## QUOTED TEXT
Should Faith Church Open Another Campus?

Should Faith Church Open a Satellite Campus? - Q&A with Pastor Kurt - May 22, 2011

Where did the idea of a Satellite campus come from?
Three years ago, God placed it on our hearts to pay off our mortgage and release funds for ministry. This fall, we completed our mortgage but found ourselves facing emergency repairs of our roof and basement. In the last seven months, the debt of $211,000 for a new roof and basement repair is almost complete.
With God placing his fingerprints on these critical financial projects, the leadership believes God is moving us forward to consider other opportunities for ministry. Statistics reveal more of our visitors are coming from a distance. Statistics also reveal that our main drawing card is our worship service. We began experimenting with the idea of what it would take to make the worship service available to more people who come from a distance. As part of that research, we ran across the concept of Satellite campuses. This may be the next big step God is leading
Faith Church to take.

What is a Satellite Church?
A satellite church is one church meeting in multiple locations but they share a common vision, budget, leadership and board.
Satellite churches share the same name and have the same core ministries. While the worship is typically live, the teaching can be live or via video.
It is similar to franchising a church. Think of McDonalds. Whenever you see a McDonalds, you know you will find the same core menu and quality of service. Because of the positive association we have with one McDonalds, we are comfortable stepping into another. If it worked for burgers, why wouldn’t it work for a church?


What is the difference between a church plant and another campus?

## DATA EXTRACT
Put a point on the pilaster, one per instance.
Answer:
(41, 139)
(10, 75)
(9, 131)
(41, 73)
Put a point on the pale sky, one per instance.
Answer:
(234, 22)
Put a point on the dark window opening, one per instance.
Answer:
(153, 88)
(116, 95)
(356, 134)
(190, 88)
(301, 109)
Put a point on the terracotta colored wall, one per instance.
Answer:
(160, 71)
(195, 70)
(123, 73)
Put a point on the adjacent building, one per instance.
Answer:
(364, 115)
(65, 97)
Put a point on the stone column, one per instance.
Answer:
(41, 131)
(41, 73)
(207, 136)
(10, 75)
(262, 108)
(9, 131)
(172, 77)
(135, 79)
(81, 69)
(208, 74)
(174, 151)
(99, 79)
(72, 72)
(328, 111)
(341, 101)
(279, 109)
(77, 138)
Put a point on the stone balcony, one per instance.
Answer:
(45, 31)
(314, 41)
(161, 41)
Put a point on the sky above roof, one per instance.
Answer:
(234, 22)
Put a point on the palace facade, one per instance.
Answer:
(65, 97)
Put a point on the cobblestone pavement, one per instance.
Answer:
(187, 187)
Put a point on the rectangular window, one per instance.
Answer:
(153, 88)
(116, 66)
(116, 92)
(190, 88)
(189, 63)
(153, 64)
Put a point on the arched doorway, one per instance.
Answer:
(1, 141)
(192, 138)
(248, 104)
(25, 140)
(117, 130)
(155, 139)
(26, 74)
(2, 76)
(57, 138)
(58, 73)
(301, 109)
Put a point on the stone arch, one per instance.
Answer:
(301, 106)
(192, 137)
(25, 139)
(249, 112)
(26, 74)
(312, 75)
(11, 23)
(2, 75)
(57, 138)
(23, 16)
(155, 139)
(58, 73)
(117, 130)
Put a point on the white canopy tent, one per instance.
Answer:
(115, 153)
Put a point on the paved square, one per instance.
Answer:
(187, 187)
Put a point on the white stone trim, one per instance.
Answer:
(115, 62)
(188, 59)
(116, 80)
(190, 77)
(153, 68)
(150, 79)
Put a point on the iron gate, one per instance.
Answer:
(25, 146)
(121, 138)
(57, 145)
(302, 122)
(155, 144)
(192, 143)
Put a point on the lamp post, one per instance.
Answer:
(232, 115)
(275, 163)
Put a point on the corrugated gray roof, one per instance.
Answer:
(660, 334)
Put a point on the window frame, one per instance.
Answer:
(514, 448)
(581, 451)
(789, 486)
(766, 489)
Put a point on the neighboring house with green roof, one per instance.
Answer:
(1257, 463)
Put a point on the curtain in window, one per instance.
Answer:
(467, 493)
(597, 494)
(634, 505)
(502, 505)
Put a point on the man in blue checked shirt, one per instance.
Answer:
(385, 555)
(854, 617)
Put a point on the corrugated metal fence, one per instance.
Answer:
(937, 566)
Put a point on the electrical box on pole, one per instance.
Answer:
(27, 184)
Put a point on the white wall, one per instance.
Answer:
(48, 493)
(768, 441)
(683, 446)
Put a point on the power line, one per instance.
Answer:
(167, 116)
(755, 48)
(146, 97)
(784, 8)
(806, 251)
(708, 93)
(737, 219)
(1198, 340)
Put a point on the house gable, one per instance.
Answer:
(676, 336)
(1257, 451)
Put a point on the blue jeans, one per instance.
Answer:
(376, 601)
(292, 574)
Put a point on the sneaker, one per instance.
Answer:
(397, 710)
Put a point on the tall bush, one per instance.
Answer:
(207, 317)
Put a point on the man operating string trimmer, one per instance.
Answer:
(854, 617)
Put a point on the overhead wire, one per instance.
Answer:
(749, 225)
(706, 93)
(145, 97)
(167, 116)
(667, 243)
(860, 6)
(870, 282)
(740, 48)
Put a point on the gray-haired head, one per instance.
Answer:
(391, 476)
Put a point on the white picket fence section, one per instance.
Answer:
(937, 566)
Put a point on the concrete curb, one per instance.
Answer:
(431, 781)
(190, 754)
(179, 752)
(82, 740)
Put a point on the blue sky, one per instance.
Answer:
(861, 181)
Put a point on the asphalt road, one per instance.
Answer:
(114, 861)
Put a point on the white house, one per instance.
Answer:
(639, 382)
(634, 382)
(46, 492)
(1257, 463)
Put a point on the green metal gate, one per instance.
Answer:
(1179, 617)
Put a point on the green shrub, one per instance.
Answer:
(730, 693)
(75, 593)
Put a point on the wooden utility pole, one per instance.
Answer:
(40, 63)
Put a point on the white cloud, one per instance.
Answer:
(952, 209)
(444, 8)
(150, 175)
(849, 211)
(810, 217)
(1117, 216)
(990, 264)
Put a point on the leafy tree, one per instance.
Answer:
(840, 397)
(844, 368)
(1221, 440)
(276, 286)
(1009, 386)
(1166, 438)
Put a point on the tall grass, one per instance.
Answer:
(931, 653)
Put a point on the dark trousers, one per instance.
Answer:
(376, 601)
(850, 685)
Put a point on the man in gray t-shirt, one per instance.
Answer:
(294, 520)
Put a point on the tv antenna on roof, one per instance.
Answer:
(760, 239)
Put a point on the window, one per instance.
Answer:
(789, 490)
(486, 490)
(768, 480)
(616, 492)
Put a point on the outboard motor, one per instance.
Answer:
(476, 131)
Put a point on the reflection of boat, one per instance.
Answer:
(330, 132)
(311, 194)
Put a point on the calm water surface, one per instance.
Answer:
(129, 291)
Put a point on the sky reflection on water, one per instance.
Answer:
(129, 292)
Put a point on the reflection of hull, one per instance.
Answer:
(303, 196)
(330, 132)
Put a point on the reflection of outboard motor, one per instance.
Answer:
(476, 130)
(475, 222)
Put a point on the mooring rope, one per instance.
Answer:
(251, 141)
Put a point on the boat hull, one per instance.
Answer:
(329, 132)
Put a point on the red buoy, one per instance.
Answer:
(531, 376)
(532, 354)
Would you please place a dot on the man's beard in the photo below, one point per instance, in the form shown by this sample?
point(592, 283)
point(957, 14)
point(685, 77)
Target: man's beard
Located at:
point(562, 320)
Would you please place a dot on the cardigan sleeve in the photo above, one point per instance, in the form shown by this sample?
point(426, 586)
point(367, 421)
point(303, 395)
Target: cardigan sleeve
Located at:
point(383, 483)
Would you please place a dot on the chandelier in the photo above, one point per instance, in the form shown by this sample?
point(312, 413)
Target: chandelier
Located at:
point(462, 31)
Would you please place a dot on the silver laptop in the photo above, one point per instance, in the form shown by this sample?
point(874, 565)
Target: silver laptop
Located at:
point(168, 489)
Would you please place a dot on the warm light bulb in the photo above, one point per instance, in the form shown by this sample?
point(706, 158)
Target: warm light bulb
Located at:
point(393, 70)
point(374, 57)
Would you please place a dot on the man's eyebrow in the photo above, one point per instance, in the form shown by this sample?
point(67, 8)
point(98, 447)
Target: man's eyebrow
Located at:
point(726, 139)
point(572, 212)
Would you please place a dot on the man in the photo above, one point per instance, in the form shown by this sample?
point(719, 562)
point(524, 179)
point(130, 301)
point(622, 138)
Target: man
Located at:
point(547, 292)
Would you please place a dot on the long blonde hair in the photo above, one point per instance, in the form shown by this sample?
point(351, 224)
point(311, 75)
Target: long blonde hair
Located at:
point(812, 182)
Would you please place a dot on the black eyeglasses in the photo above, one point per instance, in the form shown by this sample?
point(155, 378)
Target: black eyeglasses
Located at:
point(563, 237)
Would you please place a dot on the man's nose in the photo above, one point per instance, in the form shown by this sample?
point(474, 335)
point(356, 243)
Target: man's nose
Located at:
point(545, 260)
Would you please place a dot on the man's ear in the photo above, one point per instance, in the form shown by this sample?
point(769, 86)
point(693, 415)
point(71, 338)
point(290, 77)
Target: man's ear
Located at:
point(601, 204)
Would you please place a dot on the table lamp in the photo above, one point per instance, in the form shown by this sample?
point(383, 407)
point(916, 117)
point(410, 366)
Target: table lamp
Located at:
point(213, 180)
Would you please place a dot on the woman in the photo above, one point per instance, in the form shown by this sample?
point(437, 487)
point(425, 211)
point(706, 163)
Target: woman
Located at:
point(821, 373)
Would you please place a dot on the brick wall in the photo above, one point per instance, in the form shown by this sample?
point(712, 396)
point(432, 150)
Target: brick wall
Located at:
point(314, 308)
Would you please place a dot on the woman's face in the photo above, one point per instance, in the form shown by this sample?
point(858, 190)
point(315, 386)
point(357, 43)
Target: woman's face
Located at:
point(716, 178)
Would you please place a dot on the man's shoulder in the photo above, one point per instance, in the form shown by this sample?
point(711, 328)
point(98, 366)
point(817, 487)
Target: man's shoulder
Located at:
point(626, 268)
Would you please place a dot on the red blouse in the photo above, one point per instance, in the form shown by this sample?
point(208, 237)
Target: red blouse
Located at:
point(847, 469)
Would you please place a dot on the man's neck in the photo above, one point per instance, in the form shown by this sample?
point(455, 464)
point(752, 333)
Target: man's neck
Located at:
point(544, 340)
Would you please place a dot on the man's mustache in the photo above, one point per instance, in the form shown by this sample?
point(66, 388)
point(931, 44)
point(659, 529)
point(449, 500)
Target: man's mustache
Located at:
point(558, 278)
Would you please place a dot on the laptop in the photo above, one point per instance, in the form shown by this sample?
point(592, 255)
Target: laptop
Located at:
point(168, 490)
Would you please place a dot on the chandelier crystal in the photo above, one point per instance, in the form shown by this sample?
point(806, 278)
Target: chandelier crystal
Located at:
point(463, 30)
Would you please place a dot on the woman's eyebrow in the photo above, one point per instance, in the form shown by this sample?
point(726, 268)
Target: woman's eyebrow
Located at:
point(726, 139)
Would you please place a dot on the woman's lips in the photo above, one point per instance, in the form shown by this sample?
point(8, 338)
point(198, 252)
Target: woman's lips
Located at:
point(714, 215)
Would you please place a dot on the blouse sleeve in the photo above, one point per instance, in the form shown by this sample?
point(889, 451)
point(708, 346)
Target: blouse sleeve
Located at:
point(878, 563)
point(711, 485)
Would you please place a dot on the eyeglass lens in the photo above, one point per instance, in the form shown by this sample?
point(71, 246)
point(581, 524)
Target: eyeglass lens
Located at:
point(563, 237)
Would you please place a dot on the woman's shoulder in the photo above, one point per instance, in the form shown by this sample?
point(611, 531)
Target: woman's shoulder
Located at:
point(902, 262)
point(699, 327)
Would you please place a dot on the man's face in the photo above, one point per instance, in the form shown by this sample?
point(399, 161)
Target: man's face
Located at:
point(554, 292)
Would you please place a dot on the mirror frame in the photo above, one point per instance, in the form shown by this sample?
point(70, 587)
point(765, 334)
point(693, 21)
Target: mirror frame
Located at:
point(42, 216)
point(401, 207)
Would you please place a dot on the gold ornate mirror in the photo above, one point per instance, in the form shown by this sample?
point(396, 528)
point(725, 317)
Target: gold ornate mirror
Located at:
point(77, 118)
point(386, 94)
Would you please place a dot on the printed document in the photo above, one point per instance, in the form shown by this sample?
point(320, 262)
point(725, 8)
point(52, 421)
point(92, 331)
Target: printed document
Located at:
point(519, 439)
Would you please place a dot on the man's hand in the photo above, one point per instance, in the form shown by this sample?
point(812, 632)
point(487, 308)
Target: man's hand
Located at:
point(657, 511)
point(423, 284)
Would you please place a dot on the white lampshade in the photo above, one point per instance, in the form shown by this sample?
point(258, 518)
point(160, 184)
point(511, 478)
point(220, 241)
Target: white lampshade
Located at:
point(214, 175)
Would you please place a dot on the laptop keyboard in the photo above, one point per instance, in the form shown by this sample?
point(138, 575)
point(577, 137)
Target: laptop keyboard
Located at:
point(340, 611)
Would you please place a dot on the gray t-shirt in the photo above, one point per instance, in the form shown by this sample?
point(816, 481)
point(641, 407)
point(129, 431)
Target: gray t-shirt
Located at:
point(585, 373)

## WRITTEN TASK
Summarize the Q&A on a satellite campus above in two sentences.

## CORRECT RESULT
Having paid off its mortgage and nearly cleared $211,000 of debt for roof and basement repairs, Faith Church's leadership believes God is moving it toward new ministry opportunities, and because more visitors are coming from a distance and the worship service is the main draw, it is considering a satellite campus. A satellite church is one church meeting in multiple locations that share a vision, budget, leadership, board, name and core ministries, much like a franchise such as McDonalds.